### Data shown
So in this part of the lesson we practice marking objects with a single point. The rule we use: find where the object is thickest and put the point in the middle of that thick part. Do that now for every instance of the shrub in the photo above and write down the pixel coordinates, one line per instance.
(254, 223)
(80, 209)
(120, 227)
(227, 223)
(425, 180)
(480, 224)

### What you should do
Please rewrite the entries with "shrub" replaced by "bush" throughout, leaving everything else unchanged.

### Correct output
So in this part of the lesson we practice marking objects with a single point. The rule we use: find where the object is thickest and put the point in the middle of that thick part. Do that now for every instance of the bush in the photo above and write down the pixel coordinates, one line per instance.
(254, 223)
(80, 209)
(120, 227)
(227, 223)
(425, 180)
(480, 224)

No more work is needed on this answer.